(Reading text Opens)

The existence of resulting fragile or inadequate infrastructure has grave consequences for local populations, especially those in vulnerable situations who depend on it to conduct their daily routines in already degraded and complex urban environments. Faulty connections to power grids, unsafe water pipes, distant hospitals, or crumbling roads endanger everyday life and result in additional time spent to procure safe(r) alternatives. These structures and their users are further threatened by climate change-induced impacts such as increasingly frequent and intense extreme weather events. Inadequate operational management and maintenance too can generate disruptions in service provision, prompting blackouts, load shedding and other service-limiting mechanisms.

When provided in a sustainable and resilient manner, however, infrastructure holds great potential to protect inhabitants from shocks and stresses and guarantee an uninterrupted delivery of basic services, including municipal, mobility and social services as well as utilities. As groups in vulnerable situations, like the urban poor, often settle in risk-prone – though more affordable – areas, properly designed and maintained infrastructure in hazard zones has the power to substantially scale down human and environmental vulnerability to disasters.

Strengthening critical facilities and infrastructures, such as hospitals, power plants, dams and bridges, as well as logistical entry and distribution points in and near urban centres, significantly reinforces capacities that are vital in both normal and emergency situations, enabling the avoidance of food scarcities, electricity outages, and sewage overflows.

Additionally, in the international development field, infrastructure has proven to play a critical role in economic growth and poverty reduction. Indispensable to the fulfilment of human needs and thus the functioning of societies and economies, infrastructure investment is leveraged to spur development by improving access to basic services.

With over half of the global population now living in cities and around 3 billion more people expected to reside in urban areas by 2050, UN-Habitat – as the United Nations agency responsible to act as a focal point on sustainable urbanization – commits to improving the lives of people in urban areas around the world. Grasping the necessity of providing access to basic services as a stepping stone to raise standards of living, UN-Habitat has over the past decades been strongly invested in the sound construction and management of infrastructure in order to consolidate service delivery. The agency’s Urban Basic Services Branch provides policy and technical support to countries and local authorities in the areas of water, sanitation, waste management, mobility and energy.

(Reading text Closes)

*Task objective*
Write out the text on urban infrastructure and basic services in full, word for word.

(Source data Opens)

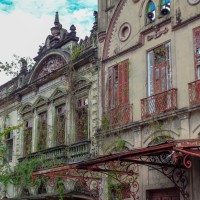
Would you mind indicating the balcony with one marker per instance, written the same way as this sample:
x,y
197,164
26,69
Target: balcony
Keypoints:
x,y
61,155
51,157
159,103
117,117
194,92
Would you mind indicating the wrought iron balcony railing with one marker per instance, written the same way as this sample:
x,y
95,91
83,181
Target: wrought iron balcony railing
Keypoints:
x,y
159,103
50,157
117,117
194,92
60,155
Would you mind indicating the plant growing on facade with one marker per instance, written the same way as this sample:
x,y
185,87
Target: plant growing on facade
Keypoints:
x,y
13,68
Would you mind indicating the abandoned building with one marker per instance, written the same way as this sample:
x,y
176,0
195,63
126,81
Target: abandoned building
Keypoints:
x,y
117,114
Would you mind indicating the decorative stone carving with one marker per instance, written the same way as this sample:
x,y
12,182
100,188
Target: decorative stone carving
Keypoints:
x,y
51,64
157,33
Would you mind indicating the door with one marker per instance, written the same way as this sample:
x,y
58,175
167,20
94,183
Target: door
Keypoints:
x,y
164,194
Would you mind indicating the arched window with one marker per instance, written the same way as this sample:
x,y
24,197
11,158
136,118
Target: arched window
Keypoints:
x,y
151,12
165,7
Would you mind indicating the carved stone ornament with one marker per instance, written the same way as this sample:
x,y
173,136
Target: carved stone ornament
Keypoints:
x,y
135,1
193,2
51,64
157,33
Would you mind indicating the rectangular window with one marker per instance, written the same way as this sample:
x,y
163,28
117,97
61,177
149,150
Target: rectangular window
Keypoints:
x,y
196,34
60,125
9,144
42,131
81,119
118,85
159,70
28,137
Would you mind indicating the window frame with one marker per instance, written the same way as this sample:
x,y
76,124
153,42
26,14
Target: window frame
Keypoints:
x,y
168,69
195,47
118,91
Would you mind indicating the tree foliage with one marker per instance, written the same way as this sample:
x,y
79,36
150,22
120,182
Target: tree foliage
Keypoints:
x,y
13,67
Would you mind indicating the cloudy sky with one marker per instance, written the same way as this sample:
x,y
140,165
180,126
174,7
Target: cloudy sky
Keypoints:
x,y
25,24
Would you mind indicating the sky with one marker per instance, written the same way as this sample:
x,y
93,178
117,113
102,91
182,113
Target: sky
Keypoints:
x,y
25,24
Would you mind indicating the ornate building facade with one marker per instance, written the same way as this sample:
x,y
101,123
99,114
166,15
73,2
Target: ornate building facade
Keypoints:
x,y
149,52
56,105
123,124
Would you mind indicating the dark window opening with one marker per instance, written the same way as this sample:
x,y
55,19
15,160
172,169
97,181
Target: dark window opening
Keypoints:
x,y
82,119
28,137
60,125
9,144
42,131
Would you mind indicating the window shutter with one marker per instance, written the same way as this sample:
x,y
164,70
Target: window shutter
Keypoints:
x,y
150,74
110,90
123,89
197,51
120,84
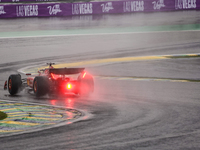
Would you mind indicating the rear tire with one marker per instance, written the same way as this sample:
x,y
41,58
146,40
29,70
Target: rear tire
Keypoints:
x,y
14,84
41,86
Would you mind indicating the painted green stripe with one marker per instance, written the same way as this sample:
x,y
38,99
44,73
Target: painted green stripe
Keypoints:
x,y
148,79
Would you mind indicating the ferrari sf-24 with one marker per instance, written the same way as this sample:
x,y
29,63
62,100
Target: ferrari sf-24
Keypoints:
x,y
52,81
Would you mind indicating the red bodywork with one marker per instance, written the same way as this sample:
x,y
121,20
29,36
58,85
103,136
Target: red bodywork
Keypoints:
x,y
63,80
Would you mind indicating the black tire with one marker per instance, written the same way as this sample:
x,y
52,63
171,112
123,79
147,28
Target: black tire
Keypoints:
x,y
41,86
14,84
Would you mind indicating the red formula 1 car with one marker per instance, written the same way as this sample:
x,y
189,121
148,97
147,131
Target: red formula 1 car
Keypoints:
x,y
53,81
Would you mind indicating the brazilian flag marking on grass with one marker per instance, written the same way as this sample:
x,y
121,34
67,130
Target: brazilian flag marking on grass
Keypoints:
x,y
19,117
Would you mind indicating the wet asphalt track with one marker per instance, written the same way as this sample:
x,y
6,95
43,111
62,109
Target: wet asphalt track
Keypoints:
x,y
128,114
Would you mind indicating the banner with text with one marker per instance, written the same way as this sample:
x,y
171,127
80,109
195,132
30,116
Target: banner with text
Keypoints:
x,y
103,7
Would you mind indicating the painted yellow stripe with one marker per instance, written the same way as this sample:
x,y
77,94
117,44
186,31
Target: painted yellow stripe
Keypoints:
x,y
7,109
15,113
193,55
20,115
20,123
41,115
6,131
42,118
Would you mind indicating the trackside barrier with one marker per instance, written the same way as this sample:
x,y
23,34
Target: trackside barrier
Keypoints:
x,y
103,7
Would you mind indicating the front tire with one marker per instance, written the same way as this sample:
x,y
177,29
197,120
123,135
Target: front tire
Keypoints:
x,y
41,86
14,84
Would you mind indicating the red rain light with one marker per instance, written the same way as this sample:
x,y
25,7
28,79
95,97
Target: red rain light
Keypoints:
x,y
84,74
69,86
52,75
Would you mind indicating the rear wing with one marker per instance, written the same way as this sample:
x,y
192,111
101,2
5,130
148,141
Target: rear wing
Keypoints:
x,y
65,71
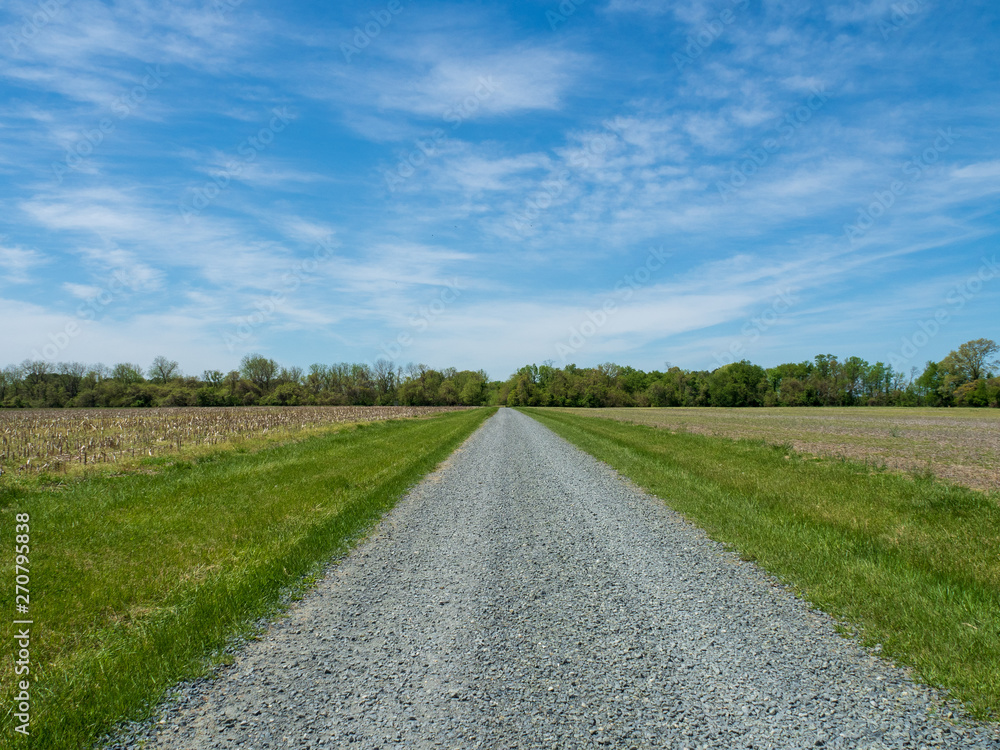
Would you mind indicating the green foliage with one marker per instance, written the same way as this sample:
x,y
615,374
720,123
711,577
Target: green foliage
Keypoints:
x,y
912,564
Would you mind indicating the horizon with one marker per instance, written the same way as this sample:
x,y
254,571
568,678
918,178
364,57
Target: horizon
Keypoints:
x,y
480,186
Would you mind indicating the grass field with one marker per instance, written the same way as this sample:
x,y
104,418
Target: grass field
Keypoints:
x,y
908,563
137,579
960,445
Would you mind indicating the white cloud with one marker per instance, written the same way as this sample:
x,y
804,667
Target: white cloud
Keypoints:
x,y
17,263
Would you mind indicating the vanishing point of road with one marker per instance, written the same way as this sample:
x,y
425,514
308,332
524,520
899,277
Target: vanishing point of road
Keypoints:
x,y
525,596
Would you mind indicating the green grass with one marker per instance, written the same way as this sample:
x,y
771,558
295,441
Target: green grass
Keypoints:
x,y
139,580
909,563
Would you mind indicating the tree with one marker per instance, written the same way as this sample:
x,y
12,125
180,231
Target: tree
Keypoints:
x,y
259,370
127,373
971,361
163,370
215,377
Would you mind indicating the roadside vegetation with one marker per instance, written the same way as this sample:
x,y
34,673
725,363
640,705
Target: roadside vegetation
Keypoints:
x,y
909,564
966,377
140,579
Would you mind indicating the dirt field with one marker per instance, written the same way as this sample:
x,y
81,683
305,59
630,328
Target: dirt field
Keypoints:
x,y
960,445
55,439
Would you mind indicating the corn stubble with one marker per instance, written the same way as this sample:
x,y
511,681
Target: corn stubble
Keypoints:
x,y
52,440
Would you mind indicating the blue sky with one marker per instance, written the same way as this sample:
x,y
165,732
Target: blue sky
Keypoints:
x,y
484,185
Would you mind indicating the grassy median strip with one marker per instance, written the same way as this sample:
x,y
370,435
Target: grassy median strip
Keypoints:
x,y
138,580
912,564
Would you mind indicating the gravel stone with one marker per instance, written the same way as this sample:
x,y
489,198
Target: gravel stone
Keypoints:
x,y
526,596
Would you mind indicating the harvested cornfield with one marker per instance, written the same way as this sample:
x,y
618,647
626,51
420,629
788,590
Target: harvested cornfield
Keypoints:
x,y
960,445
55,439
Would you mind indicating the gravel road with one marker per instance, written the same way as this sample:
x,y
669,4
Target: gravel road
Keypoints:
x,y
524,596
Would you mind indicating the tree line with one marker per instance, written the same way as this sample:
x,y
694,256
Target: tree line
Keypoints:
x,y
966,377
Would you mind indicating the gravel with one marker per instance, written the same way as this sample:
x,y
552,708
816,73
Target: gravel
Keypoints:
x,y
525,596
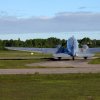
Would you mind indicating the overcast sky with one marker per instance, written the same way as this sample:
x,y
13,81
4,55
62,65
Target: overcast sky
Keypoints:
x,y
27,17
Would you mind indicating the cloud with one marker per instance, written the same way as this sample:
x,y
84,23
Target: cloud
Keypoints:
x,y
61,22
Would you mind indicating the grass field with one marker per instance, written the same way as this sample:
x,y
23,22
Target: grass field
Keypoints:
x,y
19,59
97,60
50,87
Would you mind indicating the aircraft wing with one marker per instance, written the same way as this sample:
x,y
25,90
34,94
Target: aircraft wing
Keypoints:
x,y
88,53
94,50
41,50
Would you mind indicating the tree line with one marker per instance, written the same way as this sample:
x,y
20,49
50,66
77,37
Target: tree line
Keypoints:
x,y
46,43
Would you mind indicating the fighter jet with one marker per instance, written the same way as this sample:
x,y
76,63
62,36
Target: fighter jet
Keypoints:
x,y
72,50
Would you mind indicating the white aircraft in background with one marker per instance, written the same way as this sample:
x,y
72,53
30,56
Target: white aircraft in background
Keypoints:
x,y
72,50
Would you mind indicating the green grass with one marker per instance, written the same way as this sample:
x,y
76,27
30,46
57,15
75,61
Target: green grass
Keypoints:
x,y
50,87
95,61
9,54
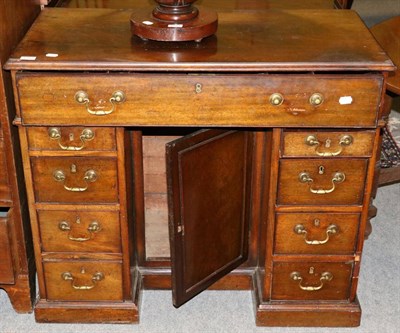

(Source data Closes)

*Completed task*
The existence of resulting fragile or inadequate infrastructure has grave consequences for local populations, especially those in vulnerable situations who depend on it to conduct their daily routines in already degraded and complex urban environments. Faulty connections to power grids, unsafe water pipes, distant hospitals, or crumbling roads endanger everyday life and result in additional time spent to procure safe(r) alternatives. These structures and their users are further threatened by climate change-induced impacts such as increasingly frequent and intense extreme weather events. Inadequate operational management and maintenance too can generate disruptions in service provision, prompting blackouts, load shedding and other service-limiting mechanisms.

When provided in a sustainable and resilient manner, however, infrastructure holds great potential to protect inhabitants from shocks and stresses and guarantee an uninterrupted delivery of basic services, including municipal, mobility and social services as well as utilities. As groups in vulnerable situations, like the urban poor, often settle in risk-prone – though more affordable – areas, properly designed and maintained infrastructure in hazard zones has the power to substantially scale down human and environmental vulnerability to disasters.

Strengthening critical facilities and infrastructures, such as hospitals, power plants, dams and bridges, as well as logistical entry and distribution points in and near urban centres, significantly reinforces capacities that are vital in both normal and emergency situations, enabling the avoidance of food scarcities, electricity outages, and sewage overflows.

Additionally, in the international development field, infrastructure has proven to play a critical role in economic growth and poverty reduction. Indispensable to the fulfilment of human needs and thus the functioning of societies and economies, infrastructure investment is leveraged to spur development by improving access to basic services.

With over half of the global population now living in cities and around 3 billion more people expected to reside in urban areas by 2050, UN-Habitat – as the United Nations agency responsible to act as a focal point on sustainable urbanization – commits to improving the lives of people in urban areas around the world. Grasping the necessity of providing access to basic services as a stepping stone to raise standards of living, UN-Habitat has over the past decades been strongly invested in the sound construction and management of infrastructure in order to consolidate service delivery. The agency’s Urban Basic Services Branch provides policy and technical support to countries and local authorities in the areas of water, sanitation, waste management, mobility and energy.